● WORK TASK: Please copy exactly every line from the one that contains "the gray linen" to the end of the data below, with both ends included and no other lines.

Start of RECORD EXCERPTS

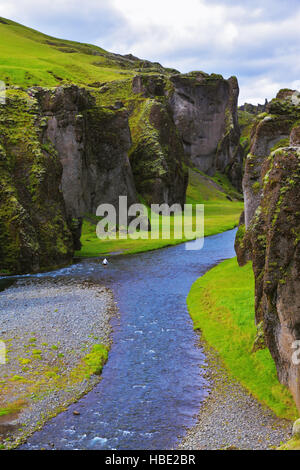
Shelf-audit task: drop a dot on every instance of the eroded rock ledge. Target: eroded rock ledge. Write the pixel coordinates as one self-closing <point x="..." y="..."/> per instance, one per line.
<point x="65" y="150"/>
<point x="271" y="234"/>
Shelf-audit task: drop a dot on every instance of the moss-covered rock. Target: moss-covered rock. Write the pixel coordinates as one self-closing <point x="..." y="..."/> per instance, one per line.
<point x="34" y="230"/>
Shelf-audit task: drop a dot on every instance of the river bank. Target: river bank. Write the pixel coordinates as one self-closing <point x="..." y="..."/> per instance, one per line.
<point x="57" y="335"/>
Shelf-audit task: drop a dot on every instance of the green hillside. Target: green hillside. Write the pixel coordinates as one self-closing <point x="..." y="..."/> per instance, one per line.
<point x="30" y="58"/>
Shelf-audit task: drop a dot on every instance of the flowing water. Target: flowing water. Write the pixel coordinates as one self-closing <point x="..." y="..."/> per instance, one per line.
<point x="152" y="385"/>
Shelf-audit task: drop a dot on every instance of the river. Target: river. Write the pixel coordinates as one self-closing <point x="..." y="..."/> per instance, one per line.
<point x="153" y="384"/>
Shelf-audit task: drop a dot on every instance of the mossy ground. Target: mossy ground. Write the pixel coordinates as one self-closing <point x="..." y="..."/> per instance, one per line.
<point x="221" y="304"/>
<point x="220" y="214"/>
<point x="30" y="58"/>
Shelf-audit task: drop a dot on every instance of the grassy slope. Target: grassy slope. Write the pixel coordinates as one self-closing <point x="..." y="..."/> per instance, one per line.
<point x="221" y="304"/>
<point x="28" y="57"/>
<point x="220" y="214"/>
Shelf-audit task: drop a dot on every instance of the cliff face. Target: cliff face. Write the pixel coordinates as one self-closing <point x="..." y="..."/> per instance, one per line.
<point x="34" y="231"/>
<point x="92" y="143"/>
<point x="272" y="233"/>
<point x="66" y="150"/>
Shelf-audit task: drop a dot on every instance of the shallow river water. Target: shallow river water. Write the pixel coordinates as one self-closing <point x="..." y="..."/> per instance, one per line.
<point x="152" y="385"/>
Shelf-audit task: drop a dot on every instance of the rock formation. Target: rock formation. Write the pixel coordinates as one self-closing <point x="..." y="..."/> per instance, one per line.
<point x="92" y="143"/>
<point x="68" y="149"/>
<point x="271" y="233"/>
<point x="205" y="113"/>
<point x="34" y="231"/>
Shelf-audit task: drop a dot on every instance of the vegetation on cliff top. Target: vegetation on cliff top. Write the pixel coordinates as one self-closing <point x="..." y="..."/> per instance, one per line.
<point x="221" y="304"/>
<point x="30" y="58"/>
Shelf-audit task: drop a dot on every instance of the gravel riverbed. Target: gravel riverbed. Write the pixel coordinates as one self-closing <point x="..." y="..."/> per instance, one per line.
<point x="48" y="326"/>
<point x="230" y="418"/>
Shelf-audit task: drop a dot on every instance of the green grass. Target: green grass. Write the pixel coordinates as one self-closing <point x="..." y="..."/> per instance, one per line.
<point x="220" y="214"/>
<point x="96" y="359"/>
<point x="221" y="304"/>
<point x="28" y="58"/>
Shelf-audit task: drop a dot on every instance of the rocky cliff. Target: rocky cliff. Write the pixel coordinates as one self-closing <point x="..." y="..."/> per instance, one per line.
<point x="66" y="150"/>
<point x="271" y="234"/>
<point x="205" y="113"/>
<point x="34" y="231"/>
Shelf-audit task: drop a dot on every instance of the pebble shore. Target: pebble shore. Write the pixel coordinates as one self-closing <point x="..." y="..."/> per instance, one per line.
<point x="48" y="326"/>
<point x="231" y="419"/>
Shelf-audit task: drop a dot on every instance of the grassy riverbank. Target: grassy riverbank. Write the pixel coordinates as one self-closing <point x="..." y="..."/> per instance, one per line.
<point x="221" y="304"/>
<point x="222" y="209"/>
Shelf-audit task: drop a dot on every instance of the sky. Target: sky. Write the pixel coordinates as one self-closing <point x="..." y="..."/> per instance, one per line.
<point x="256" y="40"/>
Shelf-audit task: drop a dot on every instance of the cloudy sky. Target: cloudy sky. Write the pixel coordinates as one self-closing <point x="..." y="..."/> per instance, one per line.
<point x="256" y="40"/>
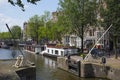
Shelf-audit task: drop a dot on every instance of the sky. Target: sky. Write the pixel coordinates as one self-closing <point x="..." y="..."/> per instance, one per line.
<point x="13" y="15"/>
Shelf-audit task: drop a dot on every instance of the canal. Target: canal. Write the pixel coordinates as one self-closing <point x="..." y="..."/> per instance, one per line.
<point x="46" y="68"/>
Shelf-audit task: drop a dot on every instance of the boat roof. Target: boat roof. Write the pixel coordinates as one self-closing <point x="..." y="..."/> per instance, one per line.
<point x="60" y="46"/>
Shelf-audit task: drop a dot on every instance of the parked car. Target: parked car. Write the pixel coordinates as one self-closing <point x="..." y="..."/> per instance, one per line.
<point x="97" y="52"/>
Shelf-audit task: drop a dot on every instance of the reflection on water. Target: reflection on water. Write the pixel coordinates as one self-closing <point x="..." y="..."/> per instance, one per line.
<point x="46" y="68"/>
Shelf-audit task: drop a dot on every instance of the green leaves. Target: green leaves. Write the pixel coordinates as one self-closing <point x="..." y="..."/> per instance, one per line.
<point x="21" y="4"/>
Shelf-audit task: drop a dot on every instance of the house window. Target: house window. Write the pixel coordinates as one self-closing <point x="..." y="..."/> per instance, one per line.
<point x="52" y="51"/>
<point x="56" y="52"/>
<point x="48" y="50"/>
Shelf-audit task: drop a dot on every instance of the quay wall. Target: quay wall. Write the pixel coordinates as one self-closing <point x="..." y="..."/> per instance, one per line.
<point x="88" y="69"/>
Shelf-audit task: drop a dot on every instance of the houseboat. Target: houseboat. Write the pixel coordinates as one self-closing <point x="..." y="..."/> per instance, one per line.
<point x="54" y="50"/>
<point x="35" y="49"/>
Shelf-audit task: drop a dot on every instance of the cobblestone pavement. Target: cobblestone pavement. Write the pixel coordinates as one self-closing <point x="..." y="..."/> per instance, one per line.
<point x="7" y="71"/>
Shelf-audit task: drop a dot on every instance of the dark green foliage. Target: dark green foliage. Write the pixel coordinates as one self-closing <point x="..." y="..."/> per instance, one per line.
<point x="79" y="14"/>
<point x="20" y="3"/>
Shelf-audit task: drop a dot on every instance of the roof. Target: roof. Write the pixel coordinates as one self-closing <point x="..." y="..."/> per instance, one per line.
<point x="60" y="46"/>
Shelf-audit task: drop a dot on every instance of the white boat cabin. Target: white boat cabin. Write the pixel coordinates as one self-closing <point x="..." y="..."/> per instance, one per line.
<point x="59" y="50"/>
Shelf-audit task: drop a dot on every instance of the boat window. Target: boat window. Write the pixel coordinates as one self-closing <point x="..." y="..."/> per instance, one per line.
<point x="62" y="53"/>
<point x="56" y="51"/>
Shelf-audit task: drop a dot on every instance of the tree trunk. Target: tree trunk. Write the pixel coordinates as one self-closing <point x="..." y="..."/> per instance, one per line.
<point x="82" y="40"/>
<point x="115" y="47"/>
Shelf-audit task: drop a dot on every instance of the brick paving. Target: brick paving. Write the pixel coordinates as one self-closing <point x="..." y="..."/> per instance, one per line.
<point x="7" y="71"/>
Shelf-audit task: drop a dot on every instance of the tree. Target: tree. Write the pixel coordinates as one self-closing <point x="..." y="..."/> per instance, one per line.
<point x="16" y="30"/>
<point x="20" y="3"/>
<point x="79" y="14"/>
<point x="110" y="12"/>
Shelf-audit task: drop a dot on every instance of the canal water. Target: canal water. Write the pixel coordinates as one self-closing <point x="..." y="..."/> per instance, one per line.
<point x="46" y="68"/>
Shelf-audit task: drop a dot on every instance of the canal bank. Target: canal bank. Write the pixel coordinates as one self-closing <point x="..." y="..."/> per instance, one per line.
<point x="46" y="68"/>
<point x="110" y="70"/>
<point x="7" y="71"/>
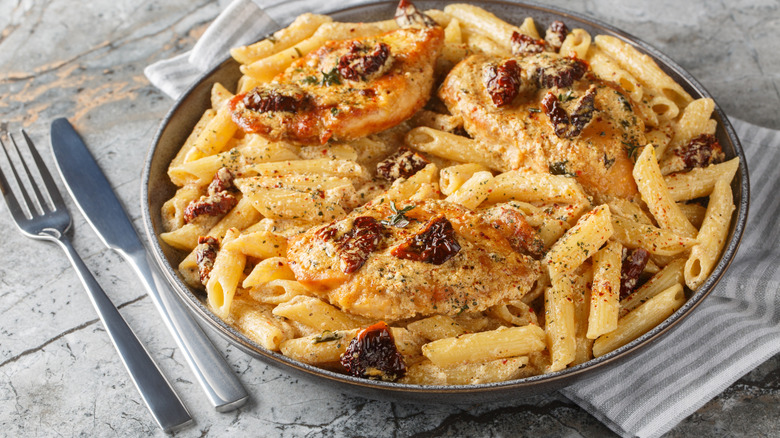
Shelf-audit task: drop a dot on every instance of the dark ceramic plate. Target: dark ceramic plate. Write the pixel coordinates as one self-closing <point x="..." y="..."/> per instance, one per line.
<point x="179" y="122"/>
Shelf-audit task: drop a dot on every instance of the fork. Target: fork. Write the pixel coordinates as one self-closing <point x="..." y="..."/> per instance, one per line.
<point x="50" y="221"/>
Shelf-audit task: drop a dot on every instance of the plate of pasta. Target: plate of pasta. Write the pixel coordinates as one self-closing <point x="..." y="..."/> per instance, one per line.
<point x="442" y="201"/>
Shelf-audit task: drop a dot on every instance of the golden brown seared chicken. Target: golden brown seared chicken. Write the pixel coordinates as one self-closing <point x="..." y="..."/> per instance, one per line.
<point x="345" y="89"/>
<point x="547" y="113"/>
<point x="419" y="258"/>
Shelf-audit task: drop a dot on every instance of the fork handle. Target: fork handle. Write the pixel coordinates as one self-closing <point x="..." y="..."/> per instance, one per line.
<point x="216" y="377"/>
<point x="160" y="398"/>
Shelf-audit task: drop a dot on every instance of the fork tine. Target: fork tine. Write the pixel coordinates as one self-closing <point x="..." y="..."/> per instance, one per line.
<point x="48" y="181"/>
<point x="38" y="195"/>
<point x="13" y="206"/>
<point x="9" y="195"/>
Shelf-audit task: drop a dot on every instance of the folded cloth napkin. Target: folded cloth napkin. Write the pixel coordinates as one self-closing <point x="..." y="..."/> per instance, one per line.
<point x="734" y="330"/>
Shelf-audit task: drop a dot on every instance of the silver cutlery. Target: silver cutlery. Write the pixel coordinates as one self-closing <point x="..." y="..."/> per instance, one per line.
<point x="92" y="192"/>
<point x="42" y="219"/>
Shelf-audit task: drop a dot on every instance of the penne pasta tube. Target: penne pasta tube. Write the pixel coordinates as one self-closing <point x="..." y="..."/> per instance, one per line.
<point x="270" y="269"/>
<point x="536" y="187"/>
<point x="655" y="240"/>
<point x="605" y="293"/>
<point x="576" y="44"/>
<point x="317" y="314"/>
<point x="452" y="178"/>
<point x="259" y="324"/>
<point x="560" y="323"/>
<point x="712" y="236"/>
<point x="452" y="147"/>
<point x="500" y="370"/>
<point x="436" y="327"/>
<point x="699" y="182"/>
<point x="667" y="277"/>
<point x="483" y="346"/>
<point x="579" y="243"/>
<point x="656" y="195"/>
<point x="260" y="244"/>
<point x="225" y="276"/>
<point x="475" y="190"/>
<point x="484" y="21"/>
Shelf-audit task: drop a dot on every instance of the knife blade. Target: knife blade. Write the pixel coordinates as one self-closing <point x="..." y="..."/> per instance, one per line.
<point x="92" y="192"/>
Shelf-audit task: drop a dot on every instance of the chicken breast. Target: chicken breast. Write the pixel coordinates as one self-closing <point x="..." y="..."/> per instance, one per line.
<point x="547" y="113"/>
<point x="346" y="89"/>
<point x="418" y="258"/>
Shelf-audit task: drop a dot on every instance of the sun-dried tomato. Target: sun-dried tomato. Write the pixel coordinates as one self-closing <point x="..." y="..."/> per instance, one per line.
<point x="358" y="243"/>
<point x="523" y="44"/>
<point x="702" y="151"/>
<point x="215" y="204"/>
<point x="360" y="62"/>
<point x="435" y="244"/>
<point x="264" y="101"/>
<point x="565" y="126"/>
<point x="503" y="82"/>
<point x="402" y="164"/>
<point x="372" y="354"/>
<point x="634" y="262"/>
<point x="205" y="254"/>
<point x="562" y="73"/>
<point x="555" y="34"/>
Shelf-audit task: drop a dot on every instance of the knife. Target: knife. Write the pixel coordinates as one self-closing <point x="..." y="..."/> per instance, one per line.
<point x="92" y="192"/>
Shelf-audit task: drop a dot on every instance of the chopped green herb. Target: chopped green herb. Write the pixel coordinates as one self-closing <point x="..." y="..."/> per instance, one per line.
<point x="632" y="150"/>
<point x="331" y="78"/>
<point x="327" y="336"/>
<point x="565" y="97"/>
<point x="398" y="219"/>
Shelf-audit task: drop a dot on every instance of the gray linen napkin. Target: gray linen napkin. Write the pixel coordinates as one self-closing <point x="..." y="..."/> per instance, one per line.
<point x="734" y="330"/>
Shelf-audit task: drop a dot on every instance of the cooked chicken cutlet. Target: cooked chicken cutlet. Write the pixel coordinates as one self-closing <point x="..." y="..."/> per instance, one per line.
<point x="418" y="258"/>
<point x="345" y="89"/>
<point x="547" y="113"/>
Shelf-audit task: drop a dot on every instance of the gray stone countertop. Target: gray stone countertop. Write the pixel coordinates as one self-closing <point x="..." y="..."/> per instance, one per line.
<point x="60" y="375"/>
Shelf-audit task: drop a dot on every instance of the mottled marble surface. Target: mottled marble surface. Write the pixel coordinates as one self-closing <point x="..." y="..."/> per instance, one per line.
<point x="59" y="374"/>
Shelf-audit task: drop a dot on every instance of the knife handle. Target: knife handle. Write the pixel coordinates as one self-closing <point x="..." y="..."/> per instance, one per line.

End of RECORD EXCERPTS

● THE ANSWER:
Shelf-audit task: drop a dot on every instance of the gray linen napkin. Target: gray linen napkin. Write the pixel coordinates as one self-closing <point x="..." y="..."/> per instance, one per line.
<point x="734" y="330"/>
Shelf-audit task: drop a dot on every instance of the cooked chicken cutlet. Target: cooked chicken cutlet. Write the pixel coordinates as one self-closing <point x="..." y="..."/> per instance, one per line.
<point x="418" y="258"/>
<point x="345" y="89"/>
<point x="547" y="113"/>
Shelf-audit task: drop a dot on every instance of the gray stone countertop. Target: gray stone countertop. Write the pixel coordinates as one self-closing <point x="..." y="..."/> per instance, one per line.
<point x="60" y="375"/>
Shelf-audit task: drop a dot on every instance of the mottled marble surface. Target: mottled marble surface. Write the pixel coordinates as one self-closing <point x="..." y="..."/> per instance, one per line.
<point x="59" y="374"/>
Shelf-audit task: drop a dot on every instance of the knife handle. Target: knife handle. Write the pixel coordinates as one self-closing <point x="..." y="..."/> per instance, one per line.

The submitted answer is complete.